## What to produce
Please continue the Series C Convertible Preferred Stock provisions below, picking up right after their last line.
* BEGIN Selected extract *
Section 6. Reports as to Adjustments.
Whenever the number of shares of Class A Common Stock into which each share
of Series C Convertible Preferred Stock is convertible is adjusted as provided
in Section 5 hereof, the Company shall promptly mail to the holders of record of
the outstanding shares of Series C Convertible Preferred Stock at their
respective addresses as the same shall appear in the Company's stock records, or
send by facsimile at the facsimile number provided by such holders to the
Secretary of the Corporation, a notice stating that the number of shares of
Class A Common Stock into which the shares of Series C Convertible Preferred
Stock are convertible has been adjusted and setting forth the new number of
shares of Class A Common Stock (or describing the new stock, securities, cash or
other property) into which each share of Series C Convertible Preferred Stock is
convertible, as a result of such adjustment, a brief statement of the facts
requiring such adjustment and the computation thereof, and when such adjustment
became effective.
Section 7. Redemption. The Series C Convertible Preferred Stock is not
redeemable.
Section 8. Notices of Record Date.
* END Selected extract *
* BEGIN Provided data *
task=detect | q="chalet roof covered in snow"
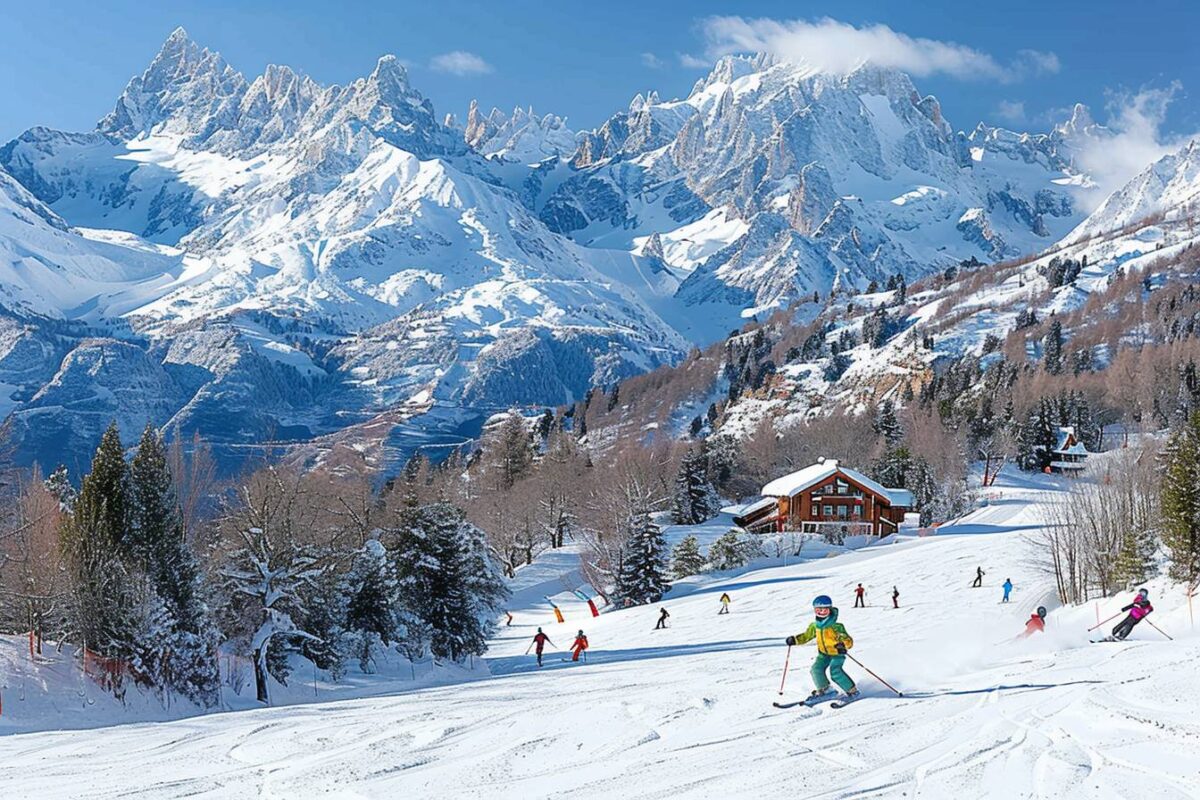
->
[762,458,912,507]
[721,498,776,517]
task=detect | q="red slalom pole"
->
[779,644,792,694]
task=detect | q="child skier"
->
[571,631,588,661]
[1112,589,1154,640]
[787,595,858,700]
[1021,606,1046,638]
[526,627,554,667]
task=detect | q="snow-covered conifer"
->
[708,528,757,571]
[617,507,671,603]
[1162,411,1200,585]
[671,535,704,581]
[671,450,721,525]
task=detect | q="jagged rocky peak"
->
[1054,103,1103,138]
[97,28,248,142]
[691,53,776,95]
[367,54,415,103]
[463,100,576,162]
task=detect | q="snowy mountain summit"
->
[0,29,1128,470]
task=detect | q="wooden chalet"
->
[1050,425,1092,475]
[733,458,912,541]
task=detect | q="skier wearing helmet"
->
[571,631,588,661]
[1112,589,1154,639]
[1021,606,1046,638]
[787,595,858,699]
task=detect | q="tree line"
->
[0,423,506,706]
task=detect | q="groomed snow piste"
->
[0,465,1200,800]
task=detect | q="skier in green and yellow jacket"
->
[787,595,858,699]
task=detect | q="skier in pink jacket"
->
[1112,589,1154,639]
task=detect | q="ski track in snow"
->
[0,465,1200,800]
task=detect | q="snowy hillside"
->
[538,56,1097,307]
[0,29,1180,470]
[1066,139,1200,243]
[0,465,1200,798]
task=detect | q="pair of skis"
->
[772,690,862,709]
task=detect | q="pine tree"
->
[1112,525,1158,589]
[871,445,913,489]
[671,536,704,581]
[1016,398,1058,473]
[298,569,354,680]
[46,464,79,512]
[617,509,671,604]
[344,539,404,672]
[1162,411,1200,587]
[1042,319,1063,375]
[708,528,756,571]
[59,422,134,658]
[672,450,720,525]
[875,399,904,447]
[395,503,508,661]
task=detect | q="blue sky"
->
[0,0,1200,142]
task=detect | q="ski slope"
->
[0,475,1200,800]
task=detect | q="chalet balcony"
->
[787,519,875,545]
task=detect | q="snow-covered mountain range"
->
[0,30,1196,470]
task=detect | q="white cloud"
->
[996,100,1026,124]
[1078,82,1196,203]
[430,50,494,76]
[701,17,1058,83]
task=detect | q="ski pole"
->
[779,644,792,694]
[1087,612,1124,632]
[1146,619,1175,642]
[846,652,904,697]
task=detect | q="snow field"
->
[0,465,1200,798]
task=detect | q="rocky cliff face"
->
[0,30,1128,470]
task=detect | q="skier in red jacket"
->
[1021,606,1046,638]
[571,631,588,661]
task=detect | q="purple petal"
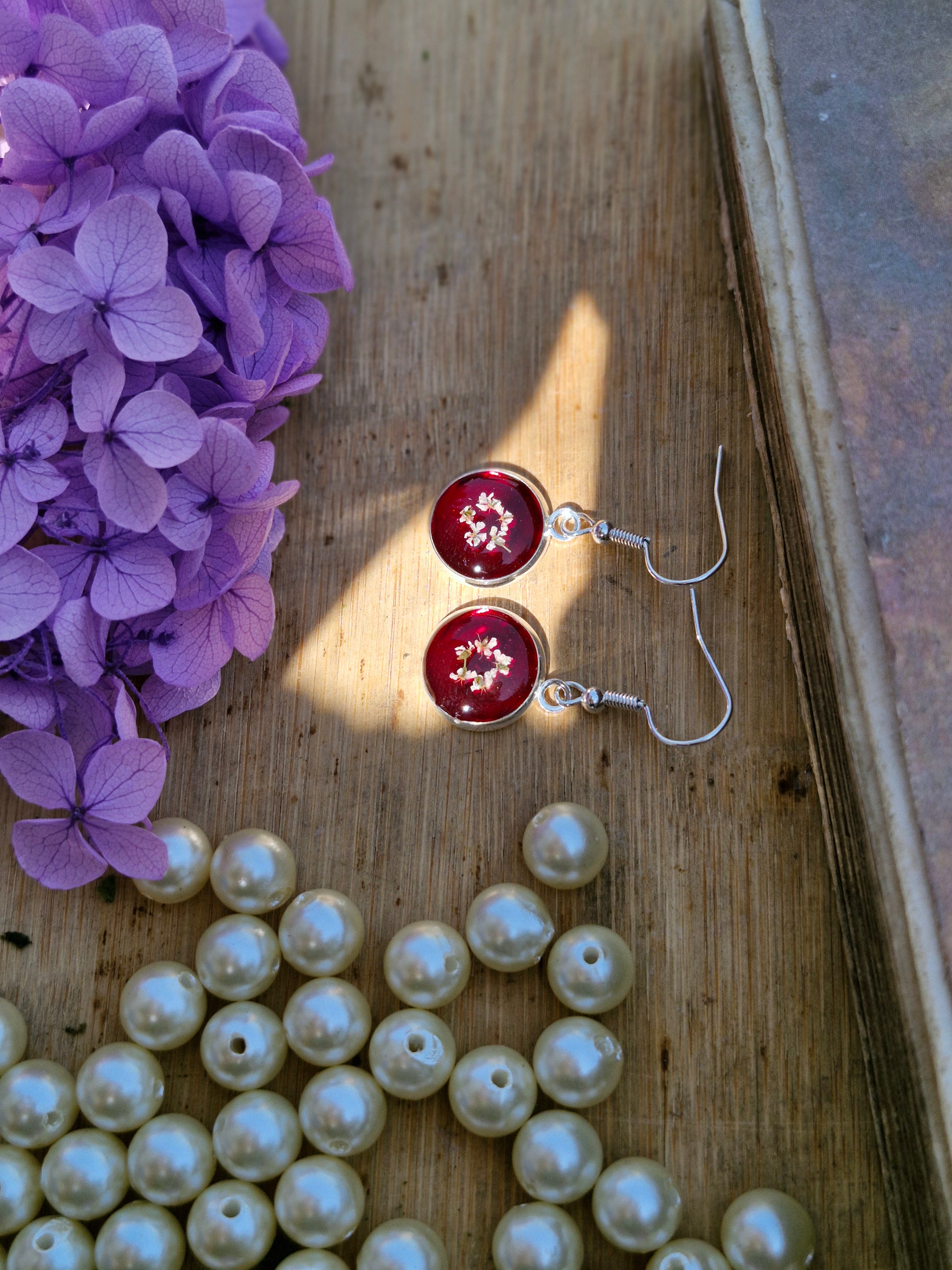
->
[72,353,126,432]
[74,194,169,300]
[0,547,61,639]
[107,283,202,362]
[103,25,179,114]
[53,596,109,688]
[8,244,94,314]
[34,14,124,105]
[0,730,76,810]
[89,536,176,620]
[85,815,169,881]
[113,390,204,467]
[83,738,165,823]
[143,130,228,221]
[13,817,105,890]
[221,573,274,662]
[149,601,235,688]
* END Provided data *
* BEGIN Provided data *
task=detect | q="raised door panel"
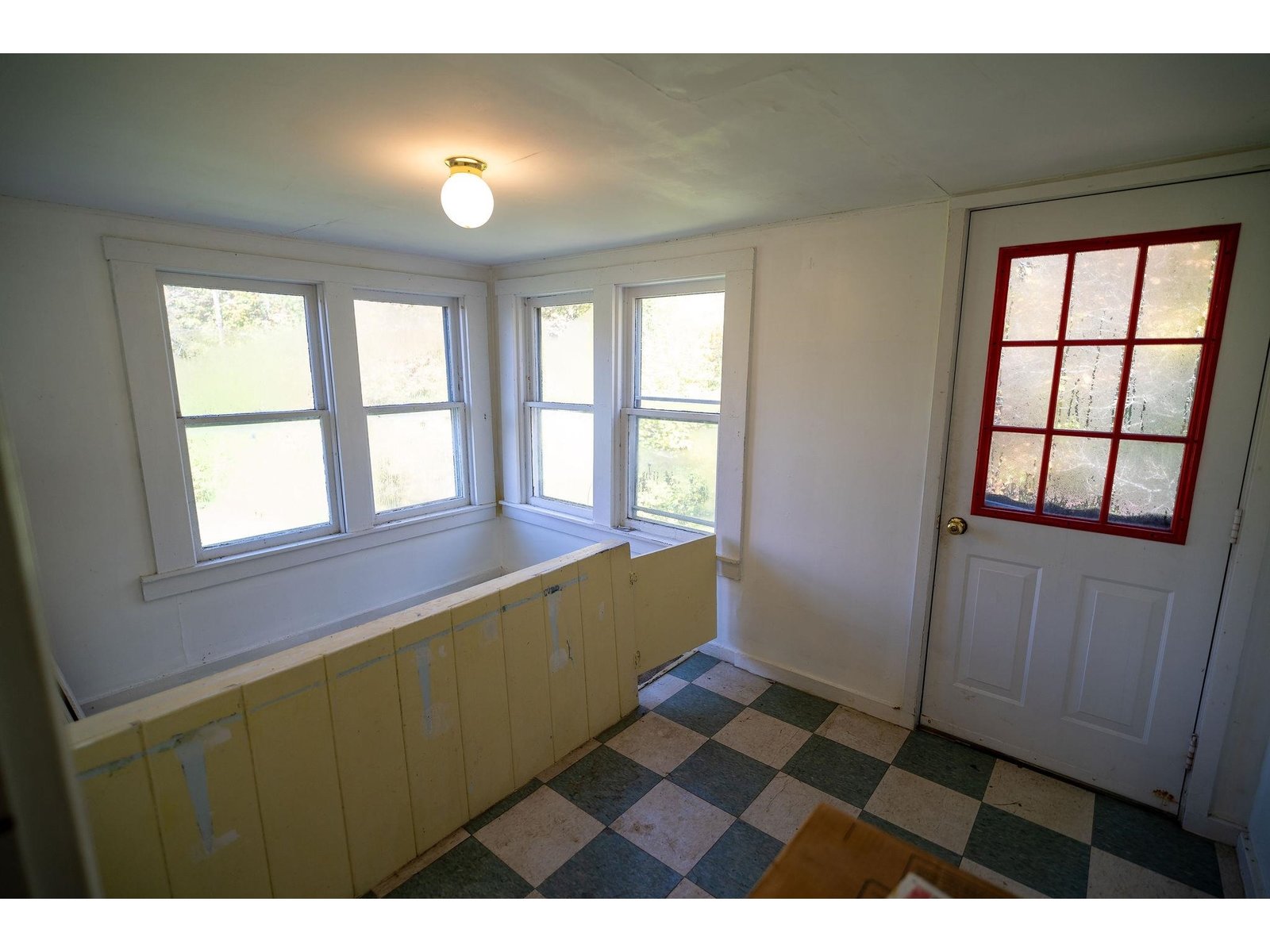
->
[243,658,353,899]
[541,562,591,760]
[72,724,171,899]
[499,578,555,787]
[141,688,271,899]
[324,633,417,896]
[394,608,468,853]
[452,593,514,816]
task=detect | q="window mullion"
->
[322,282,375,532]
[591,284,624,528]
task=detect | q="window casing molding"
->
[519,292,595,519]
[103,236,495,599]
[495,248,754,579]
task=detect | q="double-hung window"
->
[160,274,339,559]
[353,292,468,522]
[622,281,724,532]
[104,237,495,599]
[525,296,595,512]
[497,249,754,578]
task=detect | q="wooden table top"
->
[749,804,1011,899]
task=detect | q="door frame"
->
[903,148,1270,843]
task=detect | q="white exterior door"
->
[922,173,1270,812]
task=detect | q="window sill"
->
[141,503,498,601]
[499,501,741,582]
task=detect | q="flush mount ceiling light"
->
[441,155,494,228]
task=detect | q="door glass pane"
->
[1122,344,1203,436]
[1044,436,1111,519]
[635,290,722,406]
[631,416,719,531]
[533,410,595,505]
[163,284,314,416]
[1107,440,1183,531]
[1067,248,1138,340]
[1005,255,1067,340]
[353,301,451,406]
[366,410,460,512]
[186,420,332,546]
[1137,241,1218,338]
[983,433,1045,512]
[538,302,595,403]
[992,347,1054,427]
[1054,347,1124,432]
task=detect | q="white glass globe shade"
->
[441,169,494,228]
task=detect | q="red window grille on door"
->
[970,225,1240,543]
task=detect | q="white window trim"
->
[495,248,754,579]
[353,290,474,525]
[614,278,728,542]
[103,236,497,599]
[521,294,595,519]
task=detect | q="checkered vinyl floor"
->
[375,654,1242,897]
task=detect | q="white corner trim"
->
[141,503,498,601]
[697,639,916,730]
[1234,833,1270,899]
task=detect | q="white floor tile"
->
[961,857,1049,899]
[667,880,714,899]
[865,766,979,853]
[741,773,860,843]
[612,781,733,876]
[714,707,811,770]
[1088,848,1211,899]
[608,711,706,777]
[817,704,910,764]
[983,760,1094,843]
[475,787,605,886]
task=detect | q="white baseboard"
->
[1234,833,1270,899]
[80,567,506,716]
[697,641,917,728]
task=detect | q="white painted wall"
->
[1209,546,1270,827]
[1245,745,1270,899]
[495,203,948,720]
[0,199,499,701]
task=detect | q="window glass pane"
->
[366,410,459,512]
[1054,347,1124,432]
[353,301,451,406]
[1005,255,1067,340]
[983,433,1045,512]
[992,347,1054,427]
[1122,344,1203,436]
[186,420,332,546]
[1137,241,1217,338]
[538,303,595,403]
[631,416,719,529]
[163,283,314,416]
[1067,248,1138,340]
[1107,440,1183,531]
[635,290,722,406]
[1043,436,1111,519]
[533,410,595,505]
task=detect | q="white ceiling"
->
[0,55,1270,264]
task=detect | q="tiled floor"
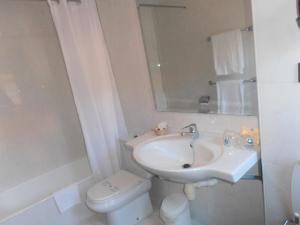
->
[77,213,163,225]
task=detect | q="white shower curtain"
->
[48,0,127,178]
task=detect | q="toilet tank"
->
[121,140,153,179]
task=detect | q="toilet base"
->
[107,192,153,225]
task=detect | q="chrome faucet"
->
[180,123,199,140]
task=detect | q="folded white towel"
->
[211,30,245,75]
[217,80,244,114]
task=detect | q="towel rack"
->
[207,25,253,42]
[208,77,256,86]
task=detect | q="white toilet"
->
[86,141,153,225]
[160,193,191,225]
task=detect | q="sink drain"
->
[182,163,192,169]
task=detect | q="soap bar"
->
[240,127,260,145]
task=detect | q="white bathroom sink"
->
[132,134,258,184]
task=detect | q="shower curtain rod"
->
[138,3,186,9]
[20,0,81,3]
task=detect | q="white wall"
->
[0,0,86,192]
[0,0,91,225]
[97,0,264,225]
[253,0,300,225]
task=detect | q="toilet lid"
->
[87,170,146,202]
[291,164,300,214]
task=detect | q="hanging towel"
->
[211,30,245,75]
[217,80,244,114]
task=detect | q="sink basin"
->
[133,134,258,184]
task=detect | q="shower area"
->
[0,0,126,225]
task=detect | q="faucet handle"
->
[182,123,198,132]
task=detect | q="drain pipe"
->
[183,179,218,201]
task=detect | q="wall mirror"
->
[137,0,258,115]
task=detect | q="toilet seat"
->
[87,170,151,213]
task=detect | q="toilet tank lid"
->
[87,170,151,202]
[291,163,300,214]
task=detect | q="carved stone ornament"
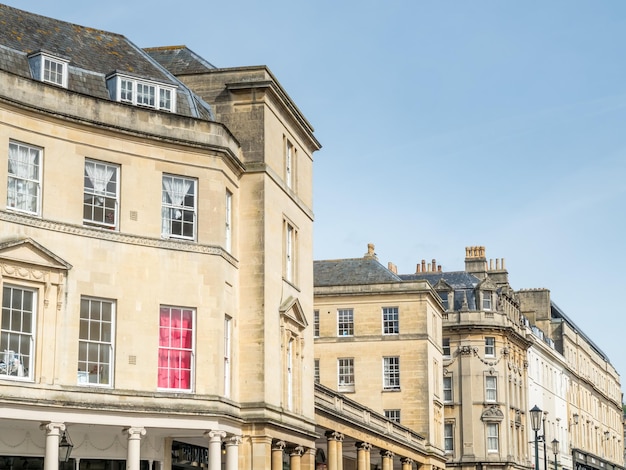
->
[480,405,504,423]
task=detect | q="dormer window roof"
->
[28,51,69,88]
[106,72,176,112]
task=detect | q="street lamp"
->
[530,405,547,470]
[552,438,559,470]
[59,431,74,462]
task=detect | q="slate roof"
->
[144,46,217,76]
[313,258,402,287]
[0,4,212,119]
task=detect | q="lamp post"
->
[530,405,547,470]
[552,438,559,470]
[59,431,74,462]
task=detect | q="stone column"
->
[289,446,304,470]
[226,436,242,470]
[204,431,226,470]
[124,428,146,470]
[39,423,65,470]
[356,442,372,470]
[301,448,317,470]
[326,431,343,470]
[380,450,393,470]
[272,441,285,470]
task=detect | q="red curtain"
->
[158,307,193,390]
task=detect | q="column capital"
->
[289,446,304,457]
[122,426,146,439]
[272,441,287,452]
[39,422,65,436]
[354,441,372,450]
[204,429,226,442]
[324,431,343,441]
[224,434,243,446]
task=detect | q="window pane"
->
* END Provided data *
* BEGIN Provided data *
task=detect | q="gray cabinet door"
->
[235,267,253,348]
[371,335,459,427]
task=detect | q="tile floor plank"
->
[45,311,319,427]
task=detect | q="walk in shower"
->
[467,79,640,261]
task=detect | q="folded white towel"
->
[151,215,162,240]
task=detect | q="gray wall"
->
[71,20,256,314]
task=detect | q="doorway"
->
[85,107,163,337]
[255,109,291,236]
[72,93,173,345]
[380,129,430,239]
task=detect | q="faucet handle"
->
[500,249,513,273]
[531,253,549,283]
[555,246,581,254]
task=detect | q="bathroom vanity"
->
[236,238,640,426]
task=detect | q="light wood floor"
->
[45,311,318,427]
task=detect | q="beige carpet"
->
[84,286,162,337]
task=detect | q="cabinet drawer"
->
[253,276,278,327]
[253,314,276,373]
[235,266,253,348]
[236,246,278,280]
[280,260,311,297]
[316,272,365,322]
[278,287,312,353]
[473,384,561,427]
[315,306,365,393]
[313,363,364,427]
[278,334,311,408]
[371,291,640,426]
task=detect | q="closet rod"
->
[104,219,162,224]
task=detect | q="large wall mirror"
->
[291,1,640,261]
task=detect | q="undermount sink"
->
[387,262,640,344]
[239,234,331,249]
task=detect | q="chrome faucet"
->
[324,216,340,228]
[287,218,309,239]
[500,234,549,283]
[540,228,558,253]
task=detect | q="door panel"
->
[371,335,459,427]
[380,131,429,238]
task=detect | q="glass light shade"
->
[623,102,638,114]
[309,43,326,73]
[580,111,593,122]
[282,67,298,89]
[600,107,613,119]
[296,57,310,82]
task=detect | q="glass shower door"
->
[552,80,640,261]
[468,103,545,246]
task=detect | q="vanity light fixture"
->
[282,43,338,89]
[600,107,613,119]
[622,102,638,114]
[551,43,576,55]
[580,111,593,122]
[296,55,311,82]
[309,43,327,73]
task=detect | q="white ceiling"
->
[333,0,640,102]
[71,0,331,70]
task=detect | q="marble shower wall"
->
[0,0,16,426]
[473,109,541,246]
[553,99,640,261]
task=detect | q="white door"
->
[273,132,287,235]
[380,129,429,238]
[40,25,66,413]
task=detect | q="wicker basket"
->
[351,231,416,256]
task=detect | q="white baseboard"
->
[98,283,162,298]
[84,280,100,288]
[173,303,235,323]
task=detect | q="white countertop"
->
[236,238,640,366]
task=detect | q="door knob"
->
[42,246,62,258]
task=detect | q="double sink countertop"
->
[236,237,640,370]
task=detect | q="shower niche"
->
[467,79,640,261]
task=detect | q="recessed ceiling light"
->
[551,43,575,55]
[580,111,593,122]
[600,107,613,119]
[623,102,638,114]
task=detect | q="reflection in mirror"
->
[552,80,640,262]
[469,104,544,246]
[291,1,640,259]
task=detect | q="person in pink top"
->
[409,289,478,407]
* END Provided data *
## Final answer
In the event of (1) any taking by the Company of a record of the
holders of any class or series of securities for the purpose of determining the
holders thereof who are entitled to receive any dividend or other distribution
or (2) any reclassification or recapitalization of the capital stock of the
Company or any voluntary or involuntary dissolution, liquidation or winding up
of the Company, the Company shall send by personal delivery to such holder at
the address appearing on the books of the Company, by first class mail
addressed, postage prepaid, and addressed to the holder at the address appearing
on the books of the Company, or by sending of facsimile to such holder at the
facsimile number provided by such holder to the Secretary of
1057(3).nks 9 November 10, 1997
the Company, at least 30 days prior to the record date specified therein, a
notice specifying (A) the date on which any such record is to be taken for the
purpose of such dividend or other distribution and a description of such
dividend or distribution, (B) the date on which any such reorganization,
reclassification, dissolution, liquidation or winding up is expected to become
effective, and (C) the time, if any is to be fixed, as to when the holders of
record of Series C Convertible Preferred Stock shall be entitled to exchange
their Series C Convertible Preferred Stock for securities or other property
deliverable upon such reorganization, reclassification, dissolution, liquidation
or winding up.
Section 9. Certain Restrictions.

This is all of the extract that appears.